* The task
Return each line below that contains the string "query". Case counts.
--- start of Supplied records ---
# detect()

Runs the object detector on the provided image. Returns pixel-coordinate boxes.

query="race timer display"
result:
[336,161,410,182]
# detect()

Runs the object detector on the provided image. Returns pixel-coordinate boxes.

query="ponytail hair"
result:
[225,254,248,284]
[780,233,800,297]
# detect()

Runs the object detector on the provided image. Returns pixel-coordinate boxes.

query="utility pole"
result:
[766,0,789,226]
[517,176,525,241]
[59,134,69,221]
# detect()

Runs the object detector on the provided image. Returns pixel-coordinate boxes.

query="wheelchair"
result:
--- end of Supplied records ---
--- start of Supplied records ---
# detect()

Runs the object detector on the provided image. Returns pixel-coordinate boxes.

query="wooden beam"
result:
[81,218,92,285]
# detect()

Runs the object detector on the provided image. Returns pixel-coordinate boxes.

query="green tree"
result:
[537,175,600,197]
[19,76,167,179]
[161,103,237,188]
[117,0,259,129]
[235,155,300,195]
--- end of Supplied records ---
* Exercise solution
query="race timer display"
query="ponytail hair"
query="utility pole"
query="wheelchair"
query="wooden beam"
query="green tree"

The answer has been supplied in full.